Exercise description:
Render the lines below as a numbered list, leaving out any blank lines.

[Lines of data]

= = = = =

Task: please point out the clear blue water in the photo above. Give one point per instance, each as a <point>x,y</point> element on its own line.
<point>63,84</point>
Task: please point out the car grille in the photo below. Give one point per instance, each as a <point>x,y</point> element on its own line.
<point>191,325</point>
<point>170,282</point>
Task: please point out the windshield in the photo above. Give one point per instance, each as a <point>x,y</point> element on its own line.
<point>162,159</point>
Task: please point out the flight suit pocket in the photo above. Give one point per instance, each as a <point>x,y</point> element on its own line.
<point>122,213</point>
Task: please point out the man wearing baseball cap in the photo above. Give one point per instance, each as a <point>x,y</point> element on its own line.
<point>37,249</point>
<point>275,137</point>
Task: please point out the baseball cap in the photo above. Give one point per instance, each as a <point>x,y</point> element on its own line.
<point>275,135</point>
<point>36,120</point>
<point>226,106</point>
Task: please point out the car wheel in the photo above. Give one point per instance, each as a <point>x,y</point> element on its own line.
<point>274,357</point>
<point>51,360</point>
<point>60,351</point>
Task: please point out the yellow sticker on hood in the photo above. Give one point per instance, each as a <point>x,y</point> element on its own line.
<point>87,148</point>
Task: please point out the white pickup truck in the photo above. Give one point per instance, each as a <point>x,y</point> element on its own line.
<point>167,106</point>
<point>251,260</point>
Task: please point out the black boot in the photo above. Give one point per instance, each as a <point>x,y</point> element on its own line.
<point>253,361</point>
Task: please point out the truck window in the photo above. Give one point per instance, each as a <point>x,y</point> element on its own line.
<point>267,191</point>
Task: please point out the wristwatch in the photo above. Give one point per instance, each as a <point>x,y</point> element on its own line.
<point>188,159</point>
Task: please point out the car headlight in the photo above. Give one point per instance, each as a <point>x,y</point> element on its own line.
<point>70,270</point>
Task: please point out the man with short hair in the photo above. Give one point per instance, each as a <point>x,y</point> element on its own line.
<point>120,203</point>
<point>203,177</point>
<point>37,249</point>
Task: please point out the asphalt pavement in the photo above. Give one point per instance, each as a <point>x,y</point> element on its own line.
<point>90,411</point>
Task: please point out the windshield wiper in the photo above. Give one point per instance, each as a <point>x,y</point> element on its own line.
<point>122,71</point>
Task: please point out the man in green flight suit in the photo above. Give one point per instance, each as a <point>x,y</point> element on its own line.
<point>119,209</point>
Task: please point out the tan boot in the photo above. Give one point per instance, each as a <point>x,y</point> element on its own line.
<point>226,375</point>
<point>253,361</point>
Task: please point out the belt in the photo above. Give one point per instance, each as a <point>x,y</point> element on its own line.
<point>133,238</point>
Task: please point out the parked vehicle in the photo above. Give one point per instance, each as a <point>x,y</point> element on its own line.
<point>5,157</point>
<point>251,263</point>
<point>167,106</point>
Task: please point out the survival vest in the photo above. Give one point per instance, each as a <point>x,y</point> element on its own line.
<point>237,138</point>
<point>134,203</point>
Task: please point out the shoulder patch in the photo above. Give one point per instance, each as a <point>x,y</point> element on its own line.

= = = = =

Correct response:
1. Task: please point out the clear blue water in the photo above. Give one point per instance, each as a <point>x,y</point> element on its own line.
2. <point>63,84</point>
3. Task: please point out the car grille in the photo below. Give one point per instance, each as a <point>x,y</point> element on its own line.
4. <point>191,325</point>
5. <point>170,282</point>
6. Task: please point out the windshield in the photo above. Give one point per instance, each as a <point>x,y</point> element on its own line.
7. <point>162,159</point>
8. Task: please point out the flight suit pocket in the photo above. Give one point per instance, each as a <point>x,y</point> element on its own line.
9. <point>122,213</point>
10. Task: please point out the man wearing baseball cap in the photo above. Give one point per instance, each as a <point>x,y</point> element on its own line.
11. <point>37,249</point>
12. <point>275,137</point>
13. Task: please point out the baseball cap in the photo above. Give one point per instance, each as a <point>x,y</point> element on its own line.
14. <point>275,135</point>
15. <point>36,120</point>
16. <point>226,106</point>
17. Task: please point out the car wheel in the photo above. Give one point per instance, each as a <point>x,y</point> element on its own line.
18. <point>274,357</point>
19. <point>51,360</point>
20. <point>60,351</point>
21. Task: please point out the yellow sticker on hood in the photo above. Give one point per instance, each as a <point>x,y</point> element on its own line.
22. <point>87,148</point>
23. Task: please point out the white pickup truck in the photo above. Give one point per instance, each as a <point>x,y</point> element on its own line.
24. <point>167,106</point>
25. <point>251,260</point>
26. Task: please point out the black boot in the photo above. Give one point per instance, each as a <point>x,y</point> element on its own line.
27. <point>253,361</point>
28. Task: please point out the truck window in the photo above. Give one point per instance, each as a <point>x,y</point> element on its own line.
29. <point>267,191</point>
30. Task: please point out the wristwatch in the photo above. Give one point per instance, each as a <point>x,y</point> element on its own line.
31. <point>188,159</point>
32. Task: please point out the car headlight in the photo above. Give one point per instance, each as a <point>x,y</point> element on its own line.
33. <point>70,270</point>
34. Task: please point out the man with short hair in the photo above. Give one point per instance, each as a <point>x,y</point> element on its own line.
35. <point>120,203</point>
36. <point>203,177</point>
37. <point>37,249</point>
38. Task: please point out the asphalt pavement in the photo above. Give one point per instance, each as a <point>x,y</point> element on its own line.
39. <point>90,411</point>
40. Task: please point out the windshield wiper in the photo above. Give one point per instance, each as a <point>x,y</point> element on its own line.
41. <point>122,71</point>
42. Task: please point out the man in green flight suit in the photo above. Give one point per instance, each as a <point>x,y</point> element on its own line.
43. <point>119,209</point>
44. Task: please point out the tan boot in the photo above. Give one point per instance, each as a <point>x,y</point> element on its own line.
45. <point>226,375</point>
46. <point>253,361</point>
47. Task: please point out the belt in the photo above. Give one point per instance, each as a <point>x,y</point> element on its own line.
48. <point>133,238</point>
49. Task: please point out the parked vehicle in the photo above. Give one point per instance, each as a <point>x,y</point> element on its own line.
50. <point>5,157</point>
51. <point>251,263</point>
52. <point>167,106</point>
53. Task: please point out the survival vest in the photo above. Give one point per instance, each as a <point>x,y</point> element on its own line.
54. <point>237,138</point>
55. <point>134,203</point>
56. Task: please point out the shoulder patch in the photo above. Give one point per instance, each as a <point>x,y</point> element on its own line.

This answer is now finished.